→ **TEXTE À LIRE**:

Dans son introduction, Marcus Kahman, chercheur à l’IRES, a rappelé le contexte de la diffusion de cette notion d’Industrie 4.0 et son contenu. Il s’agit de faire de l’Allemagne le premier pays développant une technologie manufacturière reposant sur la digitalisation avec l’homme au centre. Le gouvernement a placé cet objectif au cœur de sa politique industrielle dès 2015, il a rencontré un fort consensus de tous les acteurs, y compris syndical, et a ainsi ouvert des débats fondamentaux sur l’avenir du travail. Marcus Kahman qualifie la digitalisation 4.0 de l’industrie manufacturière « d’utopie techno-centrée ayant un fort potentiel de performativité ».

Il en distingue 4 dimensions :

  • Communication mobile basée sur l’internet: usage de plateformes interactives, nouvelles possibilités de contrôle et de transparence, procès de production pour l’essentiel inchangé.
  • Intensification de la mise en réseau de la production : les pièces à produire peuvent communiquer avec les systèmes de pilotage des machines et du travail
  • Nouvelles technologies robotiques et de production : robots légers à deux bras adaptatifs ou technologies 3D
  • Des objets informatiques vestimentaires : gants de travail intelligents, lunettes équipées permettant l’enregistrement des mouvements et des signes vitaux.

Toutes ces innovations, qu’il qualifie de quatrième révolution industrielle après l’automatisation, reposent sur la création d’énormes quantités de données qui ouvrent de nouvelles perspectives d’analyse de la production.

[Entrées d'annotation de régions]
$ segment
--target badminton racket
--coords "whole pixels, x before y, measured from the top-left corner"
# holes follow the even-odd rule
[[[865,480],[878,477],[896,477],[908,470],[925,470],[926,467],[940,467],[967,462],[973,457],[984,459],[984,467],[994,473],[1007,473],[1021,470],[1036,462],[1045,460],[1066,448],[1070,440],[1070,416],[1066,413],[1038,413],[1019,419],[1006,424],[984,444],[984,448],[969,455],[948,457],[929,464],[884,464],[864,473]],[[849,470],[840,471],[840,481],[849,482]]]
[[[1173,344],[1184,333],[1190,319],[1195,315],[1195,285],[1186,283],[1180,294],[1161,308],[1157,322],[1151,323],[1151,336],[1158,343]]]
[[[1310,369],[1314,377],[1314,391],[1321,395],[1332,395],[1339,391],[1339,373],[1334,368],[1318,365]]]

→ **EXERCICE COURT A**:
Citez le passage du texte sur l'Industrie 4.0 qui commence par « Dans son introduction, Marcus » et se poursuit jusqu'à « pour l’essentiel inchangé. ».
→ **EXERCICE COURT B**:
Prolongez le texte sur l'Industrie 4.0 en reprenant juste après sa dernière phrase.

→ **RÉPONSE ATTENDUE A**:
Dans son introduction, Marcus Kahman, chercheur à l’IRES, a rappelé le contexte de la diffusion de cette notion d’Industrie 4.0 et son contenu. Il s’agit de faire de l’Allemagne le premier pays développant une technologie manufacturière reposant sur la digitalisation avec l’homme au centre. Le gouvernement a placé cet objectif au cœur de sa politique industrielle dès 2015, il a rencontré un fort consensus de tous les acteurs, y compris syndical, et a ainsi ouvert des débats fondamentaux sur l’avenir du travail. Marcus Kahman qualifie la digitalisation 4.0 de l’industrie manufacturière « d’utopie techno-centrée ayant un fort potentiel de performativité ».

Il en distingue 4 dimensions :

  • Communication mobile basée sur l’internet: usage de plateformes interactives, nouvelles possibilités de contrôle et de transparence, procès de production pour l’essentiel inchangé.

→ **RÉPONSE ATTENDUE B**:
La question est alors : quelles stratégies syndicales faut-il déployer ? Gérard Bosch a participé à une expertise portée par plusieurs syndicats de l’industrie pour évaluer les changements portés par l’industrie 4.0. Avant d’en exposer les enseignements, il a rappelé les caractéristiques du système de relations sociales (voir l’encadré ci-dessous) ainsi que la place de l’expérimentation dans la politique syndicale en Allemagne et a conclu par quelques éléments sur le cas Volkswagen.

Une situation syndicale allemande en pleine évolution depuis la fin des années 1990 (2)

Depuis le début des années 1990, le taux de syndicalisation est passé de 36 % en 1991 à 16,5 % en 2018 et la couverture conventionnelle de 90 %, en 1990 à 54 % en 2019. On assiste donc à une érosion du pouvoir organisationnel autonome à mettre en relation avec la montée de la précarisation. Toutefois, ce pouvoir organisationnel se maintient dans certains secteurs comme l’industrie et les services publics alors qu’il a baissé dans les services privés et les PME.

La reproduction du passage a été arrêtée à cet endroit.